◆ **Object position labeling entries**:
•••

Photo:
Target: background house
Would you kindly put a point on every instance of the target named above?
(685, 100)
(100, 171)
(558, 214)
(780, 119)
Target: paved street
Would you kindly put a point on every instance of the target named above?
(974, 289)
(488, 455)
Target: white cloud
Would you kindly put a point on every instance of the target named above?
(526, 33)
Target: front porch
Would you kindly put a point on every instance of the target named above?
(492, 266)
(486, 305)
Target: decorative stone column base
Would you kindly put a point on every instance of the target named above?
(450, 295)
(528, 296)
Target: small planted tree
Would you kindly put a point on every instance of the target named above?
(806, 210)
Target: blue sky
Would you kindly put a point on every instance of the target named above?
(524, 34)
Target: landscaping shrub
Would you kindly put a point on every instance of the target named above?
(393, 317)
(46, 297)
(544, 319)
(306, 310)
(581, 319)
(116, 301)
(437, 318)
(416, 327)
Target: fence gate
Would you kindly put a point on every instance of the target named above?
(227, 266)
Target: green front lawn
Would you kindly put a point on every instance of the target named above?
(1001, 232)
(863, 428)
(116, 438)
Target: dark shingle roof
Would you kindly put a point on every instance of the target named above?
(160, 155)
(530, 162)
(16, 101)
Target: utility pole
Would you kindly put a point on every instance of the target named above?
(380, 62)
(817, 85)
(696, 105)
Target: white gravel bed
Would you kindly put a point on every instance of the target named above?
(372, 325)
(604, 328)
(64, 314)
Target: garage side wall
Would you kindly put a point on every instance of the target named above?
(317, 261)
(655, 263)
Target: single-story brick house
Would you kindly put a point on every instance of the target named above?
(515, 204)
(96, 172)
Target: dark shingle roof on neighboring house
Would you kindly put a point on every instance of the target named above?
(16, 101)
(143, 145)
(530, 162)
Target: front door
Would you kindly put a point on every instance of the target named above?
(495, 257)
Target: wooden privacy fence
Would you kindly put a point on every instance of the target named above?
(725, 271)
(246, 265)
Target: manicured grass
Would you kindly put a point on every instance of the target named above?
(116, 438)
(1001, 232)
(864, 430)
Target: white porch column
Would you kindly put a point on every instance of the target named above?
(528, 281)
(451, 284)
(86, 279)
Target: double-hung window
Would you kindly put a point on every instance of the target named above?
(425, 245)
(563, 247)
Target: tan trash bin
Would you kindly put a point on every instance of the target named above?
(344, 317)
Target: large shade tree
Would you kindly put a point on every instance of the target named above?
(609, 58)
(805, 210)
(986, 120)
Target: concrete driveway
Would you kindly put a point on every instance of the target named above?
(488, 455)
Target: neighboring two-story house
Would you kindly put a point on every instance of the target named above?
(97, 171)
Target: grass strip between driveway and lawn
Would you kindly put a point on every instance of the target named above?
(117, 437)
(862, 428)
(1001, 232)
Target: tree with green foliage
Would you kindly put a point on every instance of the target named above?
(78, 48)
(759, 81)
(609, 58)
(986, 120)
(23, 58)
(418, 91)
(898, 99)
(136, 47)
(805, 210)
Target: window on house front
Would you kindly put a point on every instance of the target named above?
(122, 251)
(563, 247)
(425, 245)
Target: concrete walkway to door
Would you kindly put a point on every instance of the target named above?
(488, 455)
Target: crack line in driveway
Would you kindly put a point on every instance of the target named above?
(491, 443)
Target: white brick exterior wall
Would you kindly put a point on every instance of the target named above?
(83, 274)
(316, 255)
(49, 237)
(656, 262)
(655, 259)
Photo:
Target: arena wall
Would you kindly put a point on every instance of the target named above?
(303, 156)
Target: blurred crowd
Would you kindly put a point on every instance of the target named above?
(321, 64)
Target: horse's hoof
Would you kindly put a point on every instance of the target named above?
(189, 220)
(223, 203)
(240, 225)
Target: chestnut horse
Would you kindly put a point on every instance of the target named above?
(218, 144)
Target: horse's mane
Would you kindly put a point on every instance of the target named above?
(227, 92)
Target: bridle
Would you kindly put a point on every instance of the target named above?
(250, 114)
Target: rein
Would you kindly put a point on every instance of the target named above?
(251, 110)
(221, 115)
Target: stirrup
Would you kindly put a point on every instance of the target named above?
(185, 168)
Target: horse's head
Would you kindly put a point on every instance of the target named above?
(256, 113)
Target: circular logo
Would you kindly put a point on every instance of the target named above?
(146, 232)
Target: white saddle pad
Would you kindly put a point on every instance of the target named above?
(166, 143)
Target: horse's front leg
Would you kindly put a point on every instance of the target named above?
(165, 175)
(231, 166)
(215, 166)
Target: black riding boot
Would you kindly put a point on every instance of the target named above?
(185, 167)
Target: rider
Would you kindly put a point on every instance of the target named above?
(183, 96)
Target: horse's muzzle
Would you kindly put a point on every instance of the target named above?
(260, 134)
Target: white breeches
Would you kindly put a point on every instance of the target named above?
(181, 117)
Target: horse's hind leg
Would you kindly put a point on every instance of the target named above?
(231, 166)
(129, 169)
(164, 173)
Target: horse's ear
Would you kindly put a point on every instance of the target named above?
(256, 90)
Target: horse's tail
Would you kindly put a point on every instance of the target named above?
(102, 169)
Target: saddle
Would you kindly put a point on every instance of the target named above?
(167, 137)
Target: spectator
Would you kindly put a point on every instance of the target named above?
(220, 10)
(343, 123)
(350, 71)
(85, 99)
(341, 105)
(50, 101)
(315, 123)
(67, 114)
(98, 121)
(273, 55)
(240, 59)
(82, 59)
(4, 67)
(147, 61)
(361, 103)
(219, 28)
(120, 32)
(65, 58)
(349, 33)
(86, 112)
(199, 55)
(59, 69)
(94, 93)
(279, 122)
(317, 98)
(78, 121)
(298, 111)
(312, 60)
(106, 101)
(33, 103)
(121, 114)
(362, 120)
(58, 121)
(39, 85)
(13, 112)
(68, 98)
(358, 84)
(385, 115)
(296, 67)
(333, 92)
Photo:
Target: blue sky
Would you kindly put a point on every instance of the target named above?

•••

Write out the entries above once more, without altering anything.

Photo:
Target: background house
Would you kindly put a point on every instance of the target named above?
(685, 100)
(100, 171)
(558, 214)
(780, 119)
Target: paved street
Would you kindly put a point on every instance of the target named above?
(974, 289)
(488, 455)
Target: white cloud
Would you kindly put a point on every instance of the target named above?
(526, 33)
Target: front porch
Would you kindly put a point on every instance of the target named above?
(492, 266)
(486, 305)
Target: decorative stone column base
Would you kindly put a point on every instance of the target named above?
(450, 295)
(528, 296)
Target: small planted tree
Would you kindly put a point on every instance of the target named above?
(806, 210)
Target: blue sky
Would you kindly put a point on every instance of the target named above?
(524, 34)
Target: landscaping shrub
Would you kindly put a point on every instance of the target named above?
(393, 317)
(46, 297)
(544, 319)
(306, 310)
(581, 319)
(116, 301)
(437, 318)
(416, 327)
Target: fence gate
Would you kindly put a point on every instance of the target named above?
(227, 266)
Target: green front lawn
Would you kindly put a point on every instance of the target named above?
(1001, 232)
(863, 428)
(116, 438)
Target: dark shingle roof
Would you kindly put a point on every instance of the target named above?
(160, 155)
(530, 162)
(16, 101)
Target: utility pole
Would you kindly put a point on every instance of the target named above?
(380, 62)
(817, 85)
(696, 105)
Target: white gravel bed
Would you kindly put a point on every instance of the target named above?
(372, 325)
(604, 328)
(64, 314)
Target: garage side wall
Would you kindly put a point on every instance of the target named above?
(317, 261)
(655, 263)
Target: single-story brick house
Would you kindly put a point on every instance of the target named above?
(515, 204)
(96, 172)
Target: dark shingle roof on neighboring house
Would you kindly put a point on every instance of the target named above?
(16, 101)
(143, 145)
(530, 162)
Target: front door
Would you kindly put a point on every instance of the target named above?
(495, 257)
Target: wooden privacy fence
Would you kindly put a point on every instance of the target named above?
(725, 271)
(246, 265)
Target: manicured grass
Would you kindly put a point on every instance of the target named above?
(116, 438)
(1001, 232)
(864, 430)
Target: white porch column
Would you kindly put a point on every instance of the target named above?
(528, 281)
(451, 284)
(86, 279)
Target: double-hung window
Would you kindly put a point on every instance of the target named above?
(425, 245)
(563, 247)
Target: tan trash bin
Would you kindly put a point on every instance of the target named above?
(344, 317)
Target: large shade tree
Would you kindly put a point on every instance of the target named above?
(609, 58)
(805, 210)
(986, 120)
Target: concrete driveway
Would you kindly put a point on every instance of the target named above?
(488, 455)
Target: neighboring two-story house
Would you kindly put a point on every instance of the target named above?
(97, 171)
Target: grass strip between driveway and lawn
Would you kindly put a point on every instance of the target named above?
(117, 437)
(862, 428)
(1001, 232)
Target: tree with green foliage
Would you kindly put a point on every instance of the target named above?
(78, 48)
(759, 81)
(609, 58)
(986, 120)
(23, 58)
(418, 91)
(898, 99)
(136, 47)
(805, 210)
Target: window on house front
Would you kindly put a point on every instance of the target named above?
(122, 251)
(563, 247)
(425, 245)
Target: concrete walkway to door
Would you kindly put a point on every instance of the target named above?
(488, 455)
Target: crack line in driveway
Would you kindly put a point on every instance of the target named above?
(491, 443)
Target: white brick exterior wall
Would you kindly put a point on every instance of the target named above?
(83, 274)
(316, 255)
(49, 237)
(656, 262)
(655, 259)
Photo:
Target: arena wall
Would you kindly put a point on every instance of the target named above?
(303, 156)
Target: blurred crowd
Would you kindly put a point on every instance of the target named above?
(321, 64)
Target: horse's hoof
Would you kindly put a point on every instance of the target named above?
(189, 220)
(223, 203)
(240, 225)
Target: chestnut horse
Would you kindly put a point on every instance of the target named above?
(218, 144)
Target: horse's mane
Would you kindly put a point on every instance of the target named above?
(227, 92)
Target: bridle
Would you kindly put a point on every instance of the target named above?
(250, 114)
Target: rein
Would you kindly put a point on every instance of the target named above?
(251, 110)
(221, 115)
Target: stirrup
Would you kindly put a point on every instance of the target named above?
(185, 168)
Target: horse's head
Would you kindly put a point on every instance of the target named above?
(256, 113)
Target: circular logo
Would you kindly put a point on every instance of the target named above?
(146, 232)
Target: white saddle pad
Would you kindly put a point on every instance of the target named above?
(166, 143)
Target: horse's front leg
Would you kindly put a point on every instance of the target named above?
(165, 175)
(231, 166)
(215, 166)
Target: black riding boot
Would you kindly put a point on every instance of the target named above?
(185, 167)
Target: rider
Would you kindly put a point on every instance of the target named above?
(183, 96)
Target: horse's muzzle
Would you kindly put a point on every instance of the target named above?
(260, 134)
Target: white breeches
Would you kindly put a point on every instance of the target named above?
(181, 117)
Target: horse's hind leg
Would you kindly put a point on every instance of the target named above?
(231, 166)
(129, 169)
(164, 173)
Target: horse's ear
Would you kindly put a point on every instance of the target named above?
(256, 90)
Target: horse's tail
Would you kindly put a point on every instance of the target named above?
(102, 169)
Target: saddle
Would you kindly put a point on every instance of the target named above?
(167, 137)
Target: spectator
Would you kindly put a point on every instance of the target named above?
(220, 10)
(343, 123)
(350, 71)
(85, 99)
(341, 105)
(50, 101)
(315, 123)
(67, 114)
(98, 121)
(273, 55)
(240, 59)
(82, 59)
(4, 67)
(147, 61)
(361, 103)
(219, 28)
(120, 32)
(65, 58)
(349, 33)
(86, 112)
(199, 55)
(59, 69)
(94, 93)
(279, 122)
(317, 98)
(78, 121)
(298, 111)
(312, 60)
(106, 101)
(33, 103)
(121, 114)
(362, 120)
(58, 121)
(39, 85)
(13, 112)
(68, 98)
(358, 84)
(385, 115)
(296, 67)
(333, 92)
Photo:
Target: blue sky
Would you kindly put a point on every instance of the target named above?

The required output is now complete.